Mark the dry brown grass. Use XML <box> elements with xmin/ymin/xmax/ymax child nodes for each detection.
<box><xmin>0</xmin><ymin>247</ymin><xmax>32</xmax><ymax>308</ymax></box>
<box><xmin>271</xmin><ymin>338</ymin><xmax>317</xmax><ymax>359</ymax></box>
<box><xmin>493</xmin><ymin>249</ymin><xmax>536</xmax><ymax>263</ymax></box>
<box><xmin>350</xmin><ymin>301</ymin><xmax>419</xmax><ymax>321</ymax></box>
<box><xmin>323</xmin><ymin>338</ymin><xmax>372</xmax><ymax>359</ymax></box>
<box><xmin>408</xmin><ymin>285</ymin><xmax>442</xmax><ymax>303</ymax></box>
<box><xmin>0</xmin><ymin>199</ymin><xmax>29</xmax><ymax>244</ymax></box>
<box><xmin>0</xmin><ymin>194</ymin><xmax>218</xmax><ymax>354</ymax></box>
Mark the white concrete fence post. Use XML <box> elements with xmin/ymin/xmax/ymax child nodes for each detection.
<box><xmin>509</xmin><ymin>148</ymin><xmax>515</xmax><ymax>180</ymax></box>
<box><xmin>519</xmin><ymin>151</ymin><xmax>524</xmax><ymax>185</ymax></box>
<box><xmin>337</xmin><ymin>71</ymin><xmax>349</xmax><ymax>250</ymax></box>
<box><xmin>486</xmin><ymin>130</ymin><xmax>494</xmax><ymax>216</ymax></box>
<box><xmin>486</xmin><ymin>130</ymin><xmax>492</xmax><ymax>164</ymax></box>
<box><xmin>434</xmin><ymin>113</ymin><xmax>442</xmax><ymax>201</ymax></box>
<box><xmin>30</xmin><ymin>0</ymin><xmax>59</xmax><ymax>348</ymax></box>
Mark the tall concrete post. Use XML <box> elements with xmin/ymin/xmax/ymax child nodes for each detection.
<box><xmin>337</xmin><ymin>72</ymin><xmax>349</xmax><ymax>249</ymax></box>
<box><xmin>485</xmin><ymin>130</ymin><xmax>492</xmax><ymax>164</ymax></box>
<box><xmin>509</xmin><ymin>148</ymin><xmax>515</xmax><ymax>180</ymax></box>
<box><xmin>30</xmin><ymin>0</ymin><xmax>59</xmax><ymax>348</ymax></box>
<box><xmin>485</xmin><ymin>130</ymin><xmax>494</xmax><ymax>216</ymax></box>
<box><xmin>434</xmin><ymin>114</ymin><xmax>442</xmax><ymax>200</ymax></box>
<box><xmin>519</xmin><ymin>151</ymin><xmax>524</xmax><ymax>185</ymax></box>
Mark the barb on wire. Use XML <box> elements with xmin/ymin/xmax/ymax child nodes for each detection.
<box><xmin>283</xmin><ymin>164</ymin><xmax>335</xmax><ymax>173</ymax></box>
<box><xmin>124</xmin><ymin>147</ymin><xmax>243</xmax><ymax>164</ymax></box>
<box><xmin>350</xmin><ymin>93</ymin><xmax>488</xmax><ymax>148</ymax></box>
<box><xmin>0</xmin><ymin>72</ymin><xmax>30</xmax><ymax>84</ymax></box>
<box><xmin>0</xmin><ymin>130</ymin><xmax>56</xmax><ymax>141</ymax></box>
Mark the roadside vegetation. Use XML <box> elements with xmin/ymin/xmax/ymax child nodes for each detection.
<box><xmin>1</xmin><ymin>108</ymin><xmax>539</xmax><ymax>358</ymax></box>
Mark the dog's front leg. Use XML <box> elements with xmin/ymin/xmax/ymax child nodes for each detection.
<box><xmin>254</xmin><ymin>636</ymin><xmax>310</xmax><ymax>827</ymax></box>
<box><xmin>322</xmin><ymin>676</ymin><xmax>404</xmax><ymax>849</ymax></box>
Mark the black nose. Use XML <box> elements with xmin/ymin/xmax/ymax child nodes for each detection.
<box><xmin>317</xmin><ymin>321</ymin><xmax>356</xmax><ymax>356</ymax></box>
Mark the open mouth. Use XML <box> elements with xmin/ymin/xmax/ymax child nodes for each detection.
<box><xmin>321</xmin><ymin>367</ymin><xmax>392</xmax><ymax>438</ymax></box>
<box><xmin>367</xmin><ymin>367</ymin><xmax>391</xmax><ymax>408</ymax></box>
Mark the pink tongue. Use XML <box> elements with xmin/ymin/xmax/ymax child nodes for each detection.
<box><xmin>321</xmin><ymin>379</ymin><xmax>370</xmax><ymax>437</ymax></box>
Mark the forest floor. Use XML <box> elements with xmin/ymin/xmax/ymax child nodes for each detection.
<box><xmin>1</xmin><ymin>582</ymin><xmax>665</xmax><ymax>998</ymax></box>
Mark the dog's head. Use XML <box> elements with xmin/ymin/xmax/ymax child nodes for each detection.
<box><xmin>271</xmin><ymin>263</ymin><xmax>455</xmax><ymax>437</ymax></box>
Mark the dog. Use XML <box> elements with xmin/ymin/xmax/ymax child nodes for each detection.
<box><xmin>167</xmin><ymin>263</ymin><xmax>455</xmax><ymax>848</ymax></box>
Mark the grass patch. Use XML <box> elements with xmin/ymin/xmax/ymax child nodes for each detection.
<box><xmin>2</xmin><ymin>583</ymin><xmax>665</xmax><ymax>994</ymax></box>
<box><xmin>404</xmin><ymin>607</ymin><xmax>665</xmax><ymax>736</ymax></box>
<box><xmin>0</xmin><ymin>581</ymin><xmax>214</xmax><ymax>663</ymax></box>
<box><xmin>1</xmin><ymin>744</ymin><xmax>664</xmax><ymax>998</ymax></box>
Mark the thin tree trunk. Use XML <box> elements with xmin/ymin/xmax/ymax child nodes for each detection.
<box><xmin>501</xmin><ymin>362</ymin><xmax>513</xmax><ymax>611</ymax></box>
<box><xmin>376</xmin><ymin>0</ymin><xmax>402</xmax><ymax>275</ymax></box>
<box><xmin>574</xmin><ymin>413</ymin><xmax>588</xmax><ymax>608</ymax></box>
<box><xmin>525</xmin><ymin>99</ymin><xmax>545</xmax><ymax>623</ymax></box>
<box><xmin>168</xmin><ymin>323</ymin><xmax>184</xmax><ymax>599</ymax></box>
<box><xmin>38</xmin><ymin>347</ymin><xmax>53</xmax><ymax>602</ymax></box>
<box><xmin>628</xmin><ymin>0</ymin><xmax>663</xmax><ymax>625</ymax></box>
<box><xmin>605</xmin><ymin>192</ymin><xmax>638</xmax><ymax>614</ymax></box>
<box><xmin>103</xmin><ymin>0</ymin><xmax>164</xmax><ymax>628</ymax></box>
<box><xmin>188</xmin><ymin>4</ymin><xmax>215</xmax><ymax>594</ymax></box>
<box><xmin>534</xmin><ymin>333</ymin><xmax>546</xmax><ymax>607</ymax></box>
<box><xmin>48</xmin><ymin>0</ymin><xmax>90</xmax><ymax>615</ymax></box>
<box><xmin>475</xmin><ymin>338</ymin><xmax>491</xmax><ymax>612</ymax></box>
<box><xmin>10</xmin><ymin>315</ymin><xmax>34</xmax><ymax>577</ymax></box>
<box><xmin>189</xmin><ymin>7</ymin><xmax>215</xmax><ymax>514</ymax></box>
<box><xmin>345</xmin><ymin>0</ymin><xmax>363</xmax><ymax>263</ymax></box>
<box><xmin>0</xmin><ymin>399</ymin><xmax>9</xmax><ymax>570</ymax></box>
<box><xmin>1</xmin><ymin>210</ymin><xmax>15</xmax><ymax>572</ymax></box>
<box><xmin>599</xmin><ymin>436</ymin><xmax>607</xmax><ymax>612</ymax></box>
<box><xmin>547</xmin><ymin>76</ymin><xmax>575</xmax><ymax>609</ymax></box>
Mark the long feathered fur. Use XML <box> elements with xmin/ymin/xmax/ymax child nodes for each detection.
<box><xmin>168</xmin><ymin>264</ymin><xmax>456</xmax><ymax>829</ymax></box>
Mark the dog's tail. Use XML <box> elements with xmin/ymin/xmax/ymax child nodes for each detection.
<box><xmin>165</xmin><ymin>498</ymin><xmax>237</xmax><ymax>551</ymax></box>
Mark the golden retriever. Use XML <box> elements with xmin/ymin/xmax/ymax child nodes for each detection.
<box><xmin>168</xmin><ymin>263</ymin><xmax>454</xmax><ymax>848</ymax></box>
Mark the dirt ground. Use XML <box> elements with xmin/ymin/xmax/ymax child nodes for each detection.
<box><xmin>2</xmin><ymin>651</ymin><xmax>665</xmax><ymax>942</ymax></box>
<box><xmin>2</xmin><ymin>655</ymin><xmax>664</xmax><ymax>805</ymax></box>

........

- [The problem] Copy out exactly the lines from the one containing "Mark the dirt" through the last line above, keeping both end lines.

- [Solution to the problem]
Mark the dirt ground. Use XML <box> elements with xmin/ymin/xmax/ymax child nodes for each detection.
<box><xmin>2</xmin><ymin>651</ymin><xmax>665</xmax><ymax>942</ymax></box>
<box><xmin>2</xmin><ymin>655</ymin><xmax>664</xmax><ymax>805</ymax></box>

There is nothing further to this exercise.